begin Data for this task

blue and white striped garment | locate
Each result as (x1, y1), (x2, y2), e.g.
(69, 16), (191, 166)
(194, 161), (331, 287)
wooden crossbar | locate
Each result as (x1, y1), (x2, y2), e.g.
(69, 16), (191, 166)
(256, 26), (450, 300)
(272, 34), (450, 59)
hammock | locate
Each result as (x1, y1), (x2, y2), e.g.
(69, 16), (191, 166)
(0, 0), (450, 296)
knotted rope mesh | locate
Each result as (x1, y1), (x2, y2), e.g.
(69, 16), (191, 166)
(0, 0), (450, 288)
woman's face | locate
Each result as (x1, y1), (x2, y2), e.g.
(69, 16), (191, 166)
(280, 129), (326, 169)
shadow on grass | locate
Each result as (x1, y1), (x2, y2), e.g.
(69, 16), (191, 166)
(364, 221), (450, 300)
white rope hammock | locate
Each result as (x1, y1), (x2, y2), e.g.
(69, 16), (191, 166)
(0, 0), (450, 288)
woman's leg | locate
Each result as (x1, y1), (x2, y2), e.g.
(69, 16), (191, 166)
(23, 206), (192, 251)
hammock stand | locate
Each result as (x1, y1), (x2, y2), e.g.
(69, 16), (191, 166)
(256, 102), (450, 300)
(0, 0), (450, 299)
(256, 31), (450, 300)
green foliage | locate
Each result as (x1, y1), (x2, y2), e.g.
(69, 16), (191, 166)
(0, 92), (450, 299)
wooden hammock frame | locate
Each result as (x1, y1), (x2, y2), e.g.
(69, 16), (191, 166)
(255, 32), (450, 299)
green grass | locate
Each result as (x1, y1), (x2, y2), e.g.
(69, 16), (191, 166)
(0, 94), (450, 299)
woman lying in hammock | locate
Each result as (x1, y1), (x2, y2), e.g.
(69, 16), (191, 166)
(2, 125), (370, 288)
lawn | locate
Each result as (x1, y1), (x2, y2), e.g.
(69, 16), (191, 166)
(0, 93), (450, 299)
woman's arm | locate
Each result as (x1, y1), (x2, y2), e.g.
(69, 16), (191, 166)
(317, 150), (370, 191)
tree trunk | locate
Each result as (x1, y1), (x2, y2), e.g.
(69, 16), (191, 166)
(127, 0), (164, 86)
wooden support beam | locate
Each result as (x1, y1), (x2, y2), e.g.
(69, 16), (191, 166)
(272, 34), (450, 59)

end Data for this task

Reproduce verbatim the lines of the rows above, from the line containing "woman lying in hammock | locate" through the line containing "(0, 93), (450, 299)", both included.

woman lying in hammock | locate
Each result as (x1, y1), (x2, y2), e.g.
(69, 16), (191, 166)
(2, 125), (370, 288)
lawn | locate
Each result as (x1, y1), (x2, y2), e.g.
(69, 16), (191, 166)
(0, 93), (450, 299)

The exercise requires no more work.